** Opening EXTRACT PROVIDED block **

Prologue
There is something faintly ridiculous about the way my dispute with Shell has entered old age.
I sit at a keyboard and ask machines questions about a company that has dominated far too much of my life. I ask ChatGPT. I ask Copilot. I ask Grok. I ask Perplexity. I ask whatever new oracle Silicon Valley has produced this week. I give each of them the same material, or nearly the same material, and watch them squirm, contradict themselves, regurgitate old reporting, rediscover buried facts, miss obvious points, and occasionally blurt out something rather close to the truth.
At one level it is comic. A fight that began in the world of petrol promotions, paper files, telephone calls and boardroom courtesies now plays out through artificial intelligence. At another level it is not comic at all. These systems are being trained on the electronic afterlife of forty years of documents, articles, leaks, correspondence, court papers, accusations, apologies, and unfinished business. They are not solving anything. They are exposing the fact that the story still exists, still has force, and still refuses to stay buried.

** Closing EXTRACT PROVIDED block **

* [TASK INSTRUCTIONS]
1. Which AI systems does the prologue name as ones the author asks questions of?
2. Reproduce the passage of the prologue starting with "At one level" and going on through "to stay buried.".
The rows after this are separate material with no connection to the prologue.

** Opening DATA block **

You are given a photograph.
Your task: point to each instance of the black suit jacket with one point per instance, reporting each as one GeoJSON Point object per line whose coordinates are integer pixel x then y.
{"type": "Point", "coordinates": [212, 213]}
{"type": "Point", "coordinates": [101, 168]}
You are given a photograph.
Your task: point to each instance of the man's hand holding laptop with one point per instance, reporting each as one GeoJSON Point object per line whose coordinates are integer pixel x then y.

** Closing DATA block **

* [SOLUTION LIST]
1. ChatGPT, Copilot, Grok and Perplexity.

2.
At one level it is comic. A fight that began in the world of petrol promotions, paper files, telephone calls and boardroom courtesies now plays out through artificial intelligence. At another level it is not comic at all. These systems are being trained on the electronic afterlife of forty years of documents, articles, leaks, correspondence, court papers, accusations, apologies, and unfinished business. They are not solving anything. They are exposing the fact that the story still exists, still has force, and still refuses to stay buried.